*** Opening of Records for the exercise ***

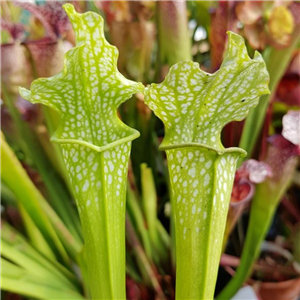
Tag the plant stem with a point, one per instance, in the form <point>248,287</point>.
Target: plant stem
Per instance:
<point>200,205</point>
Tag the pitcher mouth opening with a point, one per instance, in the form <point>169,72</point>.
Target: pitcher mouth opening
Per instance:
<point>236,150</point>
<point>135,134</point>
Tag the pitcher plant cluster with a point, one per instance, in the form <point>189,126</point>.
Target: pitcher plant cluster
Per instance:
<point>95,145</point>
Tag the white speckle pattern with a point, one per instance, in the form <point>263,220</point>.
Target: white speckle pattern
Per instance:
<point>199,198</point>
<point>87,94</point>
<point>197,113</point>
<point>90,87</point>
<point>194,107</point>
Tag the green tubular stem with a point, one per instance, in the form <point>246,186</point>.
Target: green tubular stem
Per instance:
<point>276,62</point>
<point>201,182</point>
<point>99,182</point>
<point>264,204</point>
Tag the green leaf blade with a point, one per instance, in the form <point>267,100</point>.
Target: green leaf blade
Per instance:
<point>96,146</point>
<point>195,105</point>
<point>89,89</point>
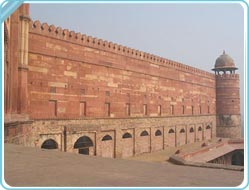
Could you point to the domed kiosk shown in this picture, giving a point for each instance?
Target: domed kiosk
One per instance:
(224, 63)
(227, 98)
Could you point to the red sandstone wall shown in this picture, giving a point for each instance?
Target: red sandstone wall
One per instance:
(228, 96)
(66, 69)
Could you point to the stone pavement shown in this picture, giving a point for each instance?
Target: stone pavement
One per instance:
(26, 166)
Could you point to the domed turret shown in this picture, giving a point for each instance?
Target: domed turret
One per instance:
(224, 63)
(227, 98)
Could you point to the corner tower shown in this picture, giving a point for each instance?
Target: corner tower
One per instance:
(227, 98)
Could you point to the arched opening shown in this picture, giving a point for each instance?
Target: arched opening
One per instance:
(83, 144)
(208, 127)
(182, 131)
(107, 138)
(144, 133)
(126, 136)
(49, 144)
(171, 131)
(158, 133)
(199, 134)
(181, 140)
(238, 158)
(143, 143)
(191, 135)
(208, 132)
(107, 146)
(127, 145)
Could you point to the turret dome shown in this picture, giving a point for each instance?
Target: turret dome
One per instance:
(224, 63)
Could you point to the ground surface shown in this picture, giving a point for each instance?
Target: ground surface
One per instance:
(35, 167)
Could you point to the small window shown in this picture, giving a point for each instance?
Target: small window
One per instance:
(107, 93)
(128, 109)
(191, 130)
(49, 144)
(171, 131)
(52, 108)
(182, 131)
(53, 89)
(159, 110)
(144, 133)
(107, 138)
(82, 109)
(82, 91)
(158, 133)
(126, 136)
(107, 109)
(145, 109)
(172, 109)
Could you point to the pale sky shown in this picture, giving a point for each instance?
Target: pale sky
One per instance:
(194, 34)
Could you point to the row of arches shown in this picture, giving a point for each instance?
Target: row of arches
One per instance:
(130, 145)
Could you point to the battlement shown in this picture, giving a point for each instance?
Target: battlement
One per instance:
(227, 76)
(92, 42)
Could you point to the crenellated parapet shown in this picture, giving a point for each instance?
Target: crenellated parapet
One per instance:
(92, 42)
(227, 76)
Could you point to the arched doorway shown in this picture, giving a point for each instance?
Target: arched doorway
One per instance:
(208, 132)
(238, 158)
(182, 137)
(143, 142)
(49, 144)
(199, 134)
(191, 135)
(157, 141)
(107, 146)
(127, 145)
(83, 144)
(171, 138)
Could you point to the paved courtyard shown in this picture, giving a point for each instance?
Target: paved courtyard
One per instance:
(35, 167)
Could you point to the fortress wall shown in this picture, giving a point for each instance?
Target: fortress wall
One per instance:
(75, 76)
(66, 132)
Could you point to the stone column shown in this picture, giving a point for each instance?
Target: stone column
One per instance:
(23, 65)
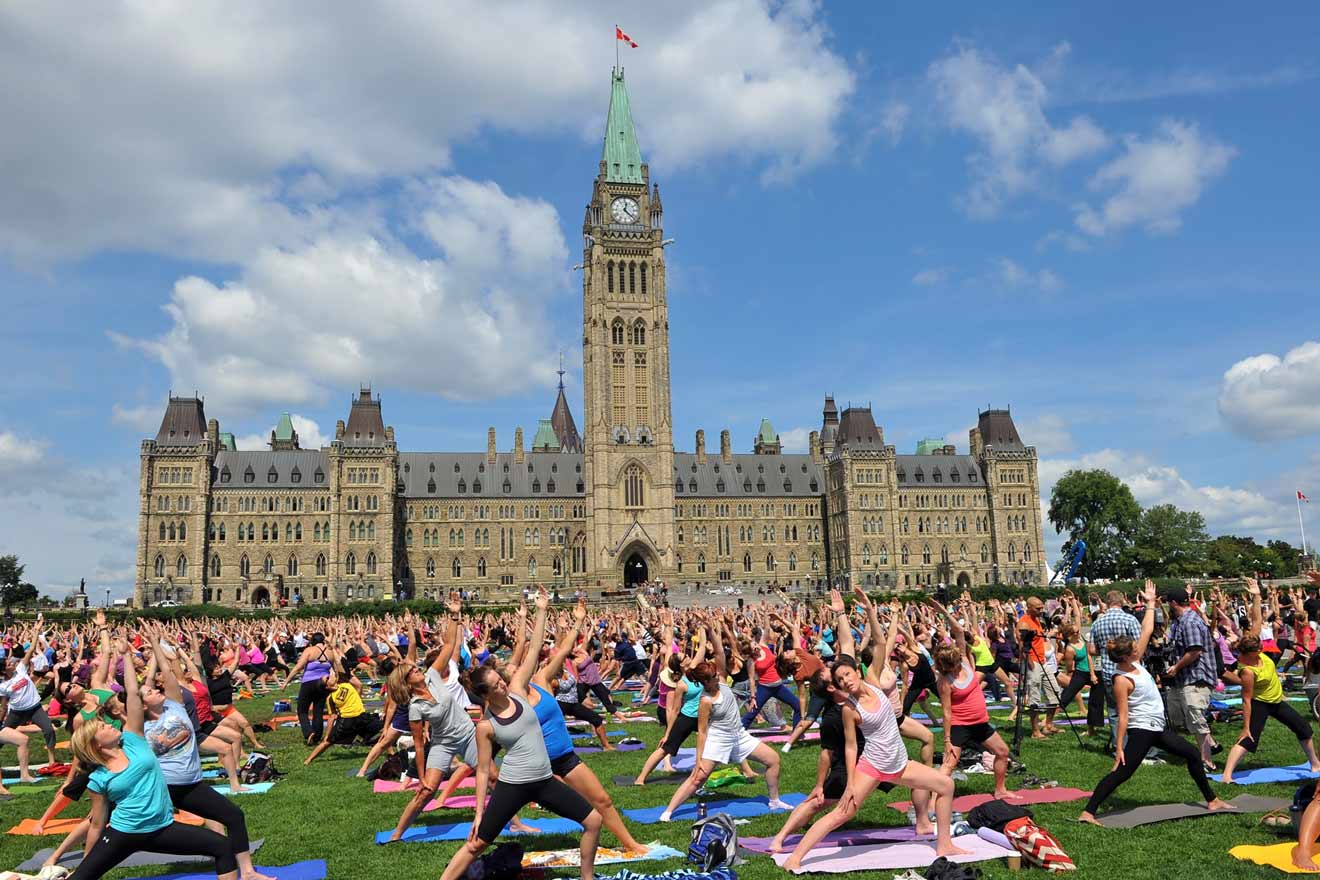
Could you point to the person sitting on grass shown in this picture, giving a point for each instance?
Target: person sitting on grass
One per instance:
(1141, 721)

*** Close of Records for the exercise ***

What you will do
With pictures excluded, reproduce exactly the lines above from the one containing "Target: pitcher mouth opening" down to the one containing "Could you point to the corner", those two included.

Result for this task
Target: pitcher mouth opening
Per instance:
<point>236,150</point>
<point>135,134</point>
Tag the pitcher plant cluster with a point, one per instance, in the form <point>189,126</point>.
Target: pitcher plant cluster
Per instance:
<point>95,145</point>
Tag the white speckle pattern with a point, one per instance, in the form <point>263,220</point>.
Target: white speckle pattern
Per instance:
<point>199,198</point>
<point>87,94</point>
<point>197,113</point>
<point>90,87</point>
<point>194,107</point>
Tag the green tubular stem with a point, one per instance, in the form <point>246,186</point>.
Target: green tubular stem
Per instance:
<point>276,62</point>
<point>201,182</point>
<point>99,182</point>
<point>264,204</point>
Tag the green leaf blade with a point, one per instance, in the form <point>267,100</point>.
Target: green leaf blade
Per instance:
<point>96,146</point>
<point>195,105</point>
<point>89,89</point>
Could you point to the domed kiosk shown in this picture, giving a point for each instance?
Target: domed kiosk
One per instance:
(224, 63)
(227, 98)
Could you point to the red sandstone wall shown in this picture, giving a point for each instance?
Target: red sandstone wall
One per instance:
(228, 96)
(66, 69)
Could you point to the stone pavement shown in this picture, giving a point for each instance?
Target: stone pavement
One per instance:
(26, 166)
Could you point to the domed turret shown in this picture, giving a point for each instance?
Target: domed turret
One per instance:
(224, 63)
(227, 98)
Could you point to the corner tower shown in this picture, giving a point for each instance?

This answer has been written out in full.